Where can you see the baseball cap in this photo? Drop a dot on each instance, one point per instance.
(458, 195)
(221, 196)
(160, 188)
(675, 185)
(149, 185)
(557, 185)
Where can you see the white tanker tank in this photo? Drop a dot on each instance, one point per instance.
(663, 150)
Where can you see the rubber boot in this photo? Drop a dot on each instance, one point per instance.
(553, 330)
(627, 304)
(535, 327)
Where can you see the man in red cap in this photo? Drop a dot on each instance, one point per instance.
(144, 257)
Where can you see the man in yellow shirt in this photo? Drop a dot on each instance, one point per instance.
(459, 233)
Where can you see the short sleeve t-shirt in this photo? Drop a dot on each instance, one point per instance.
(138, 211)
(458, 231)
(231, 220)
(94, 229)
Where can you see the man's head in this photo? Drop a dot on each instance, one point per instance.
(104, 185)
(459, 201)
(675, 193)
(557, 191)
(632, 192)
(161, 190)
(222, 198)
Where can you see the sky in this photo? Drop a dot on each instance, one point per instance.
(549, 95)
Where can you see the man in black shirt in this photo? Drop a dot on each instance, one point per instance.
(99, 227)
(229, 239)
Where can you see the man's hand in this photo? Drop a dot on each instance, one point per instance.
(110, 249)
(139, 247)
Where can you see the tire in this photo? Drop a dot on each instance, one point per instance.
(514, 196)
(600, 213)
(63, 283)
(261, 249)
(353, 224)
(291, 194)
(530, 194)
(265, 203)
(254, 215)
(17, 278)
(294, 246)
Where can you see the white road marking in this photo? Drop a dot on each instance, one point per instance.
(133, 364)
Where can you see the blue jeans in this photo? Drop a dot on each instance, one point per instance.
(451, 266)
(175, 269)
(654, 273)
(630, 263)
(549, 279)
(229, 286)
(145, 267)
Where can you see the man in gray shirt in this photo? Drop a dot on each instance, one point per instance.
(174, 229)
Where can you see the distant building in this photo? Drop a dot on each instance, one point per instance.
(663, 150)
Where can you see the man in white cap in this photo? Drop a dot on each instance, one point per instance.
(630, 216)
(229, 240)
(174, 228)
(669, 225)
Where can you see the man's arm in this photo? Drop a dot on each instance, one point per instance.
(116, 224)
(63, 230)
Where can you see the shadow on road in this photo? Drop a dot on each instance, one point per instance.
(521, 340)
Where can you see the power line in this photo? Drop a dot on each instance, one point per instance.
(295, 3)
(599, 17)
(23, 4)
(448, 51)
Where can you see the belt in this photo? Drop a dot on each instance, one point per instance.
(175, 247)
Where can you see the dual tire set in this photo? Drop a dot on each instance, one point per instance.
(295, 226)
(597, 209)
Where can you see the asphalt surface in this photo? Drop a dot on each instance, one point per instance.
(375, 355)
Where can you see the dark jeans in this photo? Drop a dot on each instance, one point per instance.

^^^^^^^^

Write the listing out again, exactly as shown above.

## WORKED SOLUTION
Where can you see the baseball cap in this photo? Drop a dot on each instance, one point per instance.
(458, 195)
(221, 196)
(160, 188)
(675, 185)
(149, 185)
(557, 185)
Where can you see the white tanker tank in this photo? Drop a dot on each instance, one point per instance.
(663, 150)
Where can you see the rubber boot in this photo? Drop a dot on each instance, one point per instance.
(553, 330)
(627, 304)
(535, 327)
Where can you see the man in red cap in this photo? Drop a dot on each instance, one point per instance.
(144, 257)
Where can you see the man in yellow shirt in this photo? Drop a dot on each instance, one point per instance.
(459, 233)
Where can you see the short sleeve t-shirt in this photo? Drop a dot on each instance, one point per instance.
(138, 211)
(458, 231)
(231, 220)
(94, 229)
Where can you see the man's head in this photo? Drop a dot on each instance, one point per instance.
(104, 185)
(459, 201)
(675, 193)
(557, 191)
(632, 192)
(161, 190)
(222, 198)
Where can you see the sky in this photo? Drop a dot on each instance, one point per instance.
(549, 95)
Where can you see the man in black shirt in this photo? Drop a dot on each instance, one point per instance.
(99, 227)
(229, 239)
Where can you see the man's hand in this photo? Drop a dot on each instance, one point per instance.
(110, 249)
(139, 247)
Where can you see the tire in this photo? Drop a dot on each instance, one point per instance.
(514, 196)
(600, 213)
(63, 283)
(261, 249)
(353, 224)
(291, 194)
(530, 194)
(265, 203)
(254, 215)
(17, 278)
(294, 246)
Where can you see the white road marking in this photo? Drop a dot on each instance, one point per instance.
(133, 364)
Where can you see the blue jeans in this photo? Drop a dot on each instance, one point per instance.
(451, 266)
(175, 269)
(654, 273)
(630, 263)
(549, 279)
(229, 286)
(145, 267)
Where can you see the man in gray shirt in this photo? Drop a dot on each instance, one point per instance.
(174, 229)
Where can you see the distant building in this photo? Drop a dot on each instance, one point per instance.
(663, 150)
Where can you see the man in white cap in this photo? Drop a dot on each instance, one point per instance.
(630, 216)
(229, 240)
(174, 228)
(669, 225)
Where can you see the man's arm in this photo? Drop a dot on each instance, one point per instance.
(116, 224)
(63, 230)
Where can you see the shadow on road in this photo? Drop a dot on each instance, one point per instance.
(521, 340)
Where can you see the power line in this photo? Drop a dot on each instance, one point per instance.
(295, 3)
(599, 17)
(23, 4)
(448, 51)
Where can you see the belt in this photo? Drop a dot on each instance, one point per instance.
(175, 247)
Where can you see the dual tire set in this photo? Drop a dot on each instance, one point per instance.
(295, 226)
(597, 209)
Where can you see the asphalt surface in this photo? Drop a dot on each instance, one point per instance.
(375, 355)
Where can you see the dark jeans in this photo? Drop a dot on each instance, one point per instance.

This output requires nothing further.